>> Begin Dataset records

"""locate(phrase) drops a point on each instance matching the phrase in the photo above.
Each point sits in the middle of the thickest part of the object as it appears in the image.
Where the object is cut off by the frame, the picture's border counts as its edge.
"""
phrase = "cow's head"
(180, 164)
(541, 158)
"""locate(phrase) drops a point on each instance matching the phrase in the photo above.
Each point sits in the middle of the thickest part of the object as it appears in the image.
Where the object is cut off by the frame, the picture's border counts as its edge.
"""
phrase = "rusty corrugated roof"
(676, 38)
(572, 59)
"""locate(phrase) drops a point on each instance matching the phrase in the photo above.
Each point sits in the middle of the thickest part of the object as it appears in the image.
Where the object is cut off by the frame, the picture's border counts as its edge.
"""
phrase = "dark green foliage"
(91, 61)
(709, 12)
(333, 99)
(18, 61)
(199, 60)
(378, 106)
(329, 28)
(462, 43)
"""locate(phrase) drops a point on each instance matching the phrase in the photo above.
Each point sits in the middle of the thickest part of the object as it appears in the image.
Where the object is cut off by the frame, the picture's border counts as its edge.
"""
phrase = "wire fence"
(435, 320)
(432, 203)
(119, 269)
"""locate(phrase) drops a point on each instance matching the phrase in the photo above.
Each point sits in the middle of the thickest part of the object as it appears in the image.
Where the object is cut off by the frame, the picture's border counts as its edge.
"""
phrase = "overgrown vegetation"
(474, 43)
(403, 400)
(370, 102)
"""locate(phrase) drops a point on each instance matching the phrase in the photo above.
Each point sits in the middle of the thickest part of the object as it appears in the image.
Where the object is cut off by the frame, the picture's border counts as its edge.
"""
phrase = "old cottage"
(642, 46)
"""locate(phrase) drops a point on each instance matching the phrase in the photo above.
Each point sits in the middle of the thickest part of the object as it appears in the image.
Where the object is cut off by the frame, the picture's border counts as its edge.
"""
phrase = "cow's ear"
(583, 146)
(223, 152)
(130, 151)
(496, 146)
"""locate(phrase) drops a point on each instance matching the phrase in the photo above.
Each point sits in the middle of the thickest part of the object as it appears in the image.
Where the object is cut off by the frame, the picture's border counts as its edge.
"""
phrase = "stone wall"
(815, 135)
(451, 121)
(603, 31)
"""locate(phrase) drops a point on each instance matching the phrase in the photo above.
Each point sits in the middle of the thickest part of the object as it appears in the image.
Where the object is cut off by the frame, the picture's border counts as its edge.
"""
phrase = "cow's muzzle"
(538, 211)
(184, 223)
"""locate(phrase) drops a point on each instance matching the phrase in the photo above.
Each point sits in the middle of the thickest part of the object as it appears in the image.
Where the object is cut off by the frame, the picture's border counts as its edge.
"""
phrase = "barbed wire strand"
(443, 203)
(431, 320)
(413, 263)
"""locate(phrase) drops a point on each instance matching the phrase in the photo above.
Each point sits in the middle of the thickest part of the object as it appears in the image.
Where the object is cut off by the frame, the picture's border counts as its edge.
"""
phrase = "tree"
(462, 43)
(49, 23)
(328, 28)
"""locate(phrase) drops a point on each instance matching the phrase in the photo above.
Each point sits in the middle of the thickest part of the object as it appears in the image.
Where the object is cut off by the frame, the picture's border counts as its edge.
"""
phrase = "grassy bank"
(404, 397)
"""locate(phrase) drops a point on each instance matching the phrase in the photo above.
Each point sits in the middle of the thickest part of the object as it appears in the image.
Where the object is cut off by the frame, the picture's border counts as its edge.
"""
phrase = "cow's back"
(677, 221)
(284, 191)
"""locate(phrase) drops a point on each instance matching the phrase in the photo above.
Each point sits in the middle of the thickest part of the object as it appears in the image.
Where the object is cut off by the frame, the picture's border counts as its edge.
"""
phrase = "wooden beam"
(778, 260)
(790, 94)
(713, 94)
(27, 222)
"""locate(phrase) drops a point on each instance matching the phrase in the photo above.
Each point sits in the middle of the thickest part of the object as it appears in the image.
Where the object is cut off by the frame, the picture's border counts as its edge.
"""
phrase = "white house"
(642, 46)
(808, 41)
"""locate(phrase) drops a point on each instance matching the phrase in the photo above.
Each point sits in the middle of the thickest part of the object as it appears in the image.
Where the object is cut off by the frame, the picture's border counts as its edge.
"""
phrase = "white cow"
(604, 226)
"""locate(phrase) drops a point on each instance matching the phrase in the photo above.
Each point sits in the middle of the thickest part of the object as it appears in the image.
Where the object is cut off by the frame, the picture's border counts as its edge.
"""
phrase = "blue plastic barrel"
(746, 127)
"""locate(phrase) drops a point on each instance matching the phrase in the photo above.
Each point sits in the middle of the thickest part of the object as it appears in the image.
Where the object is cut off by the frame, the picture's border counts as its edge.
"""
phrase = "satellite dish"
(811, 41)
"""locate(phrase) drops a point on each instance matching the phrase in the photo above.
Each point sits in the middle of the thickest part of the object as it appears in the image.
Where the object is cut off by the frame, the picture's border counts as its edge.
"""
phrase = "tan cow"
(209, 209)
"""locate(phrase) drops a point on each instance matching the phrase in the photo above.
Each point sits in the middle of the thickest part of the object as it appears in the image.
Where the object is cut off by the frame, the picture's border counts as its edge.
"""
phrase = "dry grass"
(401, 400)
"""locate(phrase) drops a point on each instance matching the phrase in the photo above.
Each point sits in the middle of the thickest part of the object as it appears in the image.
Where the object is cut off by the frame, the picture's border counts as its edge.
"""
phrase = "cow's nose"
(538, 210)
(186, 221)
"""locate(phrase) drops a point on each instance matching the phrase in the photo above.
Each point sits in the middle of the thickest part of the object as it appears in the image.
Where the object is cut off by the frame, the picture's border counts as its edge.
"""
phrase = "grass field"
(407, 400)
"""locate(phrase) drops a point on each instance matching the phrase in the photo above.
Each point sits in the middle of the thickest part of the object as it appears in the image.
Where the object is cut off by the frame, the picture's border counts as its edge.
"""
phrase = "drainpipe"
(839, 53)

>> End Dataset records
>> Begin Dataset records

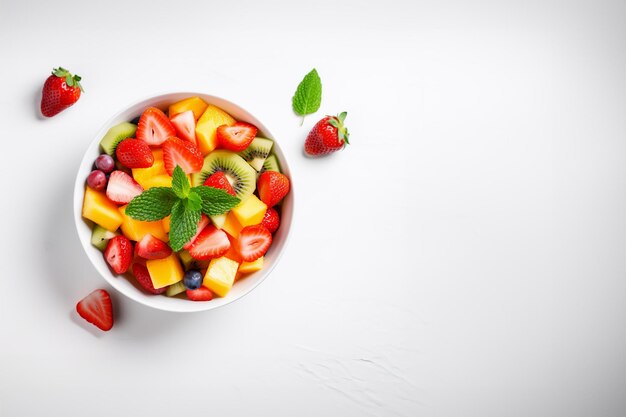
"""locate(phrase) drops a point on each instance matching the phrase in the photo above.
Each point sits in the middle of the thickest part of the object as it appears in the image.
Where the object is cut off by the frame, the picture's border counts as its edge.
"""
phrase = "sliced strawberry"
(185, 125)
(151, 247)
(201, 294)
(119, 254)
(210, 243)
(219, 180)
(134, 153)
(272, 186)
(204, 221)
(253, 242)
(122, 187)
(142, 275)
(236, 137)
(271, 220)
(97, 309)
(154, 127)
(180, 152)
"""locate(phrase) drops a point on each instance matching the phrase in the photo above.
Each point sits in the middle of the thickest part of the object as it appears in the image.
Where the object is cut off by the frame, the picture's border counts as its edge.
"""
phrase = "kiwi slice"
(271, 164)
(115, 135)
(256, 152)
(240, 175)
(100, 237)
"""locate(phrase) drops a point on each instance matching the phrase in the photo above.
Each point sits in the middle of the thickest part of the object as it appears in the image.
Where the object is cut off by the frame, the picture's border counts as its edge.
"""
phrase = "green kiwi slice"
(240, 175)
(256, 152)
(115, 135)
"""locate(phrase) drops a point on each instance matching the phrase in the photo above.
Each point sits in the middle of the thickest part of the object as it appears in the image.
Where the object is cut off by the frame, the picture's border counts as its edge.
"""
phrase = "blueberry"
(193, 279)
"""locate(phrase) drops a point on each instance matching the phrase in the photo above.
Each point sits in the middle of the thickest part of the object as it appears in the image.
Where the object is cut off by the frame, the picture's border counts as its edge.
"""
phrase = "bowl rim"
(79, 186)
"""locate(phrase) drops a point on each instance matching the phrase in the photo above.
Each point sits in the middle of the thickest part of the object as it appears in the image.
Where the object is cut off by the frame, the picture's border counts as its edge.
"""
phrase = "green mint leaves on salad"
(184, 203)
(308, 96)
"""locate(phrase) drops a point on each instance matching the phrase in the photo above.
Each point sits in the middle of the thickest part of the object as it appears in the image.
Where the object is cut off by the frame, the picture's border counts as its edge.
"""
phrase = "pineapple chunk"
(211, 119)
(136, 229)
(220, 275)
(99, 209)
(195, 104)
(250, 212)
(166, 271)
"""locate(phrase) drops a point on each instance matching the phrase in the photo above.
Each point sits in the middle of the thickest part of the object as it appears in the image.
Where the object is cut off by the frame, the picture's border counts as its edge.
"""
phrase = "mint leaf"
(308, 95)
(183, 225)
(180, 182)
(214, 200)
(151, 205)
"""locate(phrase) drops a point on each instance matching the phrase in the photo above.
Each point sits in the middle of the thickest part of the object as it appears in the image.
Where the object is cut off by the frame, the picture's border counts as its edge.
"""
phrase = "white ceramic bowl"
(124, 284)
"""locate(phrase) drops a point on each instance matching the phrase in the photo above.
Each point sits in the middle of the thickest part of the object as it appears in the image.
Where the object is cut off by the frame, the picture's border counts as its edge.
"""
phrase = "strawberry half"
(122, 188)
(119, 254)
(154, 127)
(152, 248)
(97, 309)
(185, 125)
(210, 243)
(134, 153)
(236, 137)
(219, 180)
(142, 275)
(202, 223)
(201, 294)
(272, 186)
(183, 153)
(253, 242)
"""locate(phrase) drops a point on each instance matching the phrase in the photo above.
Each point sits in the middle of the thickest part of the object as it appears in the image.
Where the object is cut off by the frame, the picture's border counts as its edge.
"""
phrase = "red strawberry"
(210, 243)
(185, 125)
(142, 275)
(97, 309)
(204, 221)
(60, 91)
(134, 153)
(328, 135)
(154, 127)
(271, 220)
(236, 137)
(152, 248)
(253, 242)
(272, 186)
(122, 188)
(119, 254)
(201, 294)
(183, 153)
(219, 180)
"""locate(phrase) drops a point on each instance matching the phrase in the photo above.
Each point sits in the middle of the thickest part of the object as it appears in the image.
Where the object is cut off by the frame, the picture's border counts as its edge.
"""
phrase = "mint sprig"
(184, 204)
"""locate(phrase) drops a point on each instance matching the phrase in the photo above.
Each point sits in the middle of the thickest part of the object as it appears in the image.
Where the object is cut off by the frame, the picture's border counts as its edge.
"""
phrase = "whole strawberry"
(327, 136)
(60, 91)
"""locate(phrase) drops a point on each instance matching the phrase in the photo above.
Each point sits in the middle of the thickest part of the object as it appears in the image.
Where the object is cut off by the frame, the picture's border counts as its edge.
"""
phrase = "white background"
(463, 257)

>> End Dataset records

Given instruction
Please report how many lines of the records contain the string "white", with case counting, and give only the number.

Response below
4